Source records:
━━━━━━━━━━━━━━━━━━━━━━━━━━━━━━
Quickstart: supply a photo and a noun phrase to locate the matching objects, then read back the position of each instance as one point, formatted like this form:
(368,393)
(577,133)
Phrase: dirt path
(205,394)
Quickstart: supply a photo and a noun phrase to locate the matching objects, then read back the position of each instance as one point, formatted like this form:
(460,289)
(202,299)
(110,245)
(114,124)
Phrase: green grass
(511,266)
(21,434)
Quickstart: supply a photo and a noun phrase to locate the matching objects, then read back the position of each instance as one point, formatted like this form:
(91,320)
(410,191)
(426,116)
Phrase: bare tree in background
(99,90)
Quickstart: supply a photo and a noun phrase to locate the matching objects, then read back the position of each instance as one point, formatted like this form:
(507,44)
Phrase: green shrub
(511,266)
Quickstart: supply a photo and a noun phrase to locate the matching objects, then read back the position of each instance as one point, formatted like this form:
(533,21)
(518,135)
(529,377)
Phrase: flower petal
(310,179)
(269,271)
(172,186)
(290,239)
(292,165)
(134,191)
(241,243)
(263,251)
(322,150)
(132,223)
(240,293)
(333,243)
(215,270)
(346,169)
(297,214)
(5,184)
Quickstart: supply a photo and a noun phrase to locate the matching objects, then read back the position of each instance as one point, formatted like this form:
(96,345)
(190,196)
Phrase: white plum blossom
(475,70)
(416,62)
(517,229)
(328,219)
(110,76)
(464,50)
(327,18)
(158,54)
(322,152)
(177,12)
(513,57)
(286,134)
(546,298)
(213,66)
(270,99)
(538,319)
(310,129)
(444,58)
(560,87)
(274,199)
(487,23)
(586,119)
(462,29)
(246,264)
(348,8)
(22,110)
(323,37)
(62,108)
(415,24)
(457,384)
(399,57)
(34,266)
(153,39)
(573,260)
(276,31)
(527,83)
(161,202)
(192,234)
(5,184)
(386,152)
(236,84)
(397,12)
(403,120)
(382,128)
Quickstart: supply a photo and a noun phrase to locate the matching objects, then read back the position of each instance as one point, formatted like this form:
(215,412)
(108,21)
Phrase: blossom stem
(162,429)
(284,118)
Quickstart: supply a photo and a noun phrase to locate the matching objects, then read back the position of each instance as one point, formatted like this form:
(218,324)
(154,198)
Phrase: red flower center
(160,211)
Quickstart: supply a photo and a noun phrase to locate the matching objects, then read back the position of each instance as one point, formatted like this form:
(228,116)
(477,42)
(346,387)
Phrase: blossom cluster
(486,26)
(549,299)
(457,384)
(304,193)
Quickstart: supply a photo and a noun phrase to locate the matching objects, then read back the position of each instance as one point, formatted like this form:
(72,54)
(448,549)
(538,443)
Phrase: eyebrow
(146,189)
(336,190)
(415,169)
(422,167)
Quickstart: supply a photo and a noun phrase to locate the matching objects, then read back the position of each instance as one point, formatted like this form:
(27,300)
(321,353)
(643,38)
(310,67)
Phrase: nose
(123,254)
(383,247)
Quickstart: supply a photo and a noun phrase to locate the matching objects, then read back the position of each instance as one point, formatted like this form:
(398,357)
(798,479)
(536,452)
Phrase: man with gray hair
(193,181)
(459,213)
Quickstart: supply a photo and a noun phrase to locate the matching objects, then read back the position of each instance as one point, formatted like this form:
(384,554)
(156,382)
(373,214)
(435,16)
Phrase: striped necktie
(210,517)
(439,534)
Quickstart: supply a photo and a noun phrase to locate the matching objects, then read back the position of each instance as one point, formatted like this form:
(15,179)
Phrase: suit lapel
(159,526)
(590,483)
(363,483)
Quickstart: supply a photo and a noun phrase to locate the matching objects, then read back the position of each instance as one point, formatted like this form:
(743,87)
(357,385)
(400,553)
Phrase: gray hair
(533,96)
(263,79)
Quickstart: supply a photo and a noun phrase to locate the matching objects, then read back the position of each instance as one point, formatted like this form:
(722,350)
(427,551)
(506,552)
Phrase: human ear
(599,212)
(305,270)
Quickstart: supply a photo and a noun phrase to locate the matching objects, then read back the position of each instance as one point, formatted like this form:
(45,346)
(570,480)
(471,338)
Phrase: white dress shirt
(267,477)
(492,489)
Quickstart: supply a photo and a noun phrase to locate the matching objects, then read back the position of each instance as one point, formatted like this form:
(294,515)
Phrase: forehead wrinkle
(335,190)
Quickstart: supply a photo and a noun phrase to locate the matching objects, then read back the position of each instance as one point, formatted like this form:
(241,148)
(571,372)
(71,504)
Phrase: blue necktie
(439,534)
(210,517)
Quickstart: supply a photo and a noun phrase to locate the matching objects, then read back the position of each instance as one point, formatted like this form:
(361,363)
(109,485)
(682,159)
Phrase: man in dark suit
━━━━━━━━━━━━━━━━━━━━━━━━━━━━━━
Problem requirements: Set down the listing above in full, please, exactly as it appears.

Response to the task:
Quickstart: supply a photo and a noun phrase to locate the matching objects, then read back the position of each instance as one point, formatted like this form:
(368,393)
(577,133)
Phrase: dirt path
(205,394)
Quickstart: supply a photo and a noun phrase to locate the matching objects, then read back the position of each instance as one point, formatted like this form:
(460,289)
(202,299)
(110,245)
(114,124)
Phrase: green grass
(511,266)
(21,434)
Quickstart: supply a photo and a noun phrase to locate the matching objects, then read back the position of each instance as one point, formatted like this form:
(91,320)
(410,191)
(426,116)
Phrase: bare tree in background
(99,90)
Quickstart: supply a photo and a noun phrase to locate the matching objects, then read back the position of each instance as one point, formatted like this form:
(507,44)
Phrase: green shrub
(511,266)
Quickstart: supply a photo and a noun phrase to locate the matching objects, then read back the position of each instance as one point, formatted like this form:
(533,21)
(518,135)
(529,377)
Phrase: flower petal
(310,179)
(269,271)
(172,186)
(290,239)
(292,165)
(134,191)
(241,243)
(263,251)
(322,150)
(132,223)
(240,293)
(333,243)
(215,270)
(346,169)
(297,214)
(5,184)
Quickstart: supply a photo and a noun phrase to locate the matching objects, then read back the position of each instance as one point, formatted like this form:
(96,345)
(190,196)
Phrase: white plum blossom
(475,70)
(416,62)
(517,229)
(328,219)
(110,76)
(464,50)
(327,18)
(158,54)
(322,152)
(177,12)
(513,57)
(286,134)
(546,298)
(213,66)
(270,99)
(538,319)
(310,129)
(444,58)
(560,87)
(274,199)
(487,23)
(586,119)
(462,29)
(246,264)
(348,8)
(22,110)
(323,37)
(62,108)
(415,24)
(457,384)
(399,57)
(34,266)
(153,39)
(573,260)
(276,31)
(527,83)
(161,202)
(192,234)
(5,184)
(386,152)
(236,84)
(397,12)
(403,120)
(382,128)
Quickstart: supply a photo and a noun phrase to locate the matching objects, then read back the position of each instance as one point, formatted like this form:
(215,412)
(108,21)
Phrase: blossom stem
(162,429)
(284,118)
Quickstart: supply a photo and a noun phrase to locate the matching objects, then read back the position of each instance as one point, formatted like this form:
(218,324)
(154,198)
Phrase: red flower center
(160,211)
Quickstart: supply a photo and a noun phrase to locate the matching objects, then read back the position of each instance as one point, formatted like this form:
(228,116)
(477,42)
(346,387)
Phrase: blossom cluster
(486,26)
(549,299)
(457,384)
(304,193)
Quickstart: supply a photo and a noun phrase to locate the matching objects, then read back the position of each instance as one point, formatted like this form:
(72,54)
(448,549)
(538,443)
Phrase: eyebrow
(146,189)
(336,190)
(415,169)
(422,167)
Quickstart: supply a photo and a noun phrase to locate the matching objects, then read back the position of each instance as one point, formatted like this form:
(27,300)
(321,353)
(643,38)
(310,67)
Phrase: nose
(123,254)
(383,247)
Quickstart: supply a photo and a noun phrase to locate the matching objects, then read back the position of each instance as one point, formatted like this form:
(398,357)
(798,479)
(536,452)
Phrase: man with gray hair
(193,181)
(459,213)
Quickstart: supply a photo and a noun phrase to locate the matching objects, then read back the position of each instance as one point, formatted like this form:
(384,554)
(156,382)
(373,214)
(435,16)
Phrase: striped necktie
(210,517)
(439,534)
Quickstart: supply a photo and a noun phrase to locate the matching objects, then read back the position of each instance as one point, formatted like this form:
(15,179)
Phrase: suit lapel
(159,526)
(590,483)
(363,483)
Quickstart: supply a photo and a noun phrase to locate the matching objects, then read back the position of each instance as one point, formatted like this form:
(743,87)
(357,385)
(400,553)
Phrase: gray hair
(533,96)
(263,79)
Quickstart: supply a photo and a noun phrase to locate the matching objects, then read back the position of each instance as one point, formatted like this form:
(722,350)
(427,551)
(506,552)
Phrase: human ear
(599,212)
(305,270)
Quickstart: supply a photo and a noun phrase to locate the matching objects, then read back the position of each instance as one point, formatted like this form:
(45,346)
(570,480)
(471,338)
Phrase: white dress shirt
(267,477)
(492,489)
Quickstart: supply a photo and a noun phrase to locate the matching objects, then read back the position of each instance as one point, formatted like this form:
(294,515)
Phrase: forehead wrinkle
(335,190)
Quickstart: supply a photo and a noun phrase to locate the matching objects, then read back the position of each instance as one point, formatted like this form:
(241,148)
(571,372)
(71,504)
Phrase: blue necktie
(439,534)
(210,517)
Quickstart: supply a photo and a noun phrase to locate the matching objects, then read back the position of each instance as one point, formatted like this form:
(361,363)
(109,485)
(682,159)
Phrase: man in dark suit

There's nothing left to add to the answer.